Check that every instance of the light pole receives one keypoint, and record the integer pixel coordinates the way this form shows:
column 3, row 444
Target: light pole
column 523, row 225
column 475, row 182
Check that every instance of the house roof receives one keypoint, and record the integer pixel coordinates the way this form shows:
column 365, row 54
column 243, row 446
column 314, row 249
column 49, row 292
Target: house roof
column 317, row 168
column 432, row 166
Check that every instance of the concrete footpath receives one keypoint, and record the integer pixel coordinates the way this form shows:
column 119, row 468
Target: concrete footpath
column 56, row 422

....................

> _Task to complete_
Switch every "keypoint" in the listing to "marker", and write out the whole listing again with nothing else altered.

> _Response to the exercise_
Check that every instance of the light pole receives one marker, and record the integer pixel coordinates the way this form shows:
column 3, row 444
Target: light pole
column 523, row 225
column 475, row 182
Check that every instance of the house roof receives one marker, and record the integer pixel coordinates the way this form shows:
column 365, row 54
column 243, row 446
column 314, row 249
column 49, row 292
Target: house roof
column 317, row 168
column 432, row 166
Check that every instance of the concrete footpath receives one marker, and record the integer pixel coordinates the way this form shows:
column 119, row 468
Target: concrete footpath
column 56, row 422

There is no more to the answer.